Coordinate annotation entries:
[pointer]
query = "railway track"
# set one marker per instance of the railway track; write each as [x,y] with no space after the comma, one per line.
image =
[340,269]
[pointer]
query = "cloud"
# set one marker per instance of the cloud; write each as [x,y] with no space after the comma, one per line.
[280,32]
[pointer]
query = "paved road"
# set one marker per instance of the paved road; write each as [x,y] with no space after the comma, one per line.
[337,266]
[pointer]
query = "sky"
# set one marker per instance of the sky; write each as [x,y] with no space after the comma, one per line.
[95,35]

==

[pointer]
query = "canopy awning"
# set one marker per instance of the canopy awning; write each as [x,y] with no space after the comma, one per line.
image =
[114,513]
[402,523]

* * *

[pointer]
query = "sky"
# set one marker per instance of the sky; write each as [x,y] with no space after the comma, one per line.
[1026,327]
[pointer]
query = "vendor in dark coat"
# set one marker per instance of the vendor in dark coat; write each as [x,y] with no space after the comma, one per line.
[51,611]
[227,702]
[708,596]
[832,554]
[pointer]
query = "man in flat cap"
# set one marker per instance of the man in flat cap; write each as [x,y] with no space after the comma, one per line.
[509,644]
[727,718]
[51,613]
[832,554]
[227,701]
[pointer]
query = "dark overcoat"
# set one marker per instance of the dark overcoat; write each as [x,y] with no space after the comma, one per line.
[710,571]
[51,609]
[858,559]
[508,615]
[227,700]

### WHAT NEEDS TO BE DONE
State how many lines in the entries above contain the string "track". Reply with the number alone.

### ANSWER TO THIS EXERCISE
2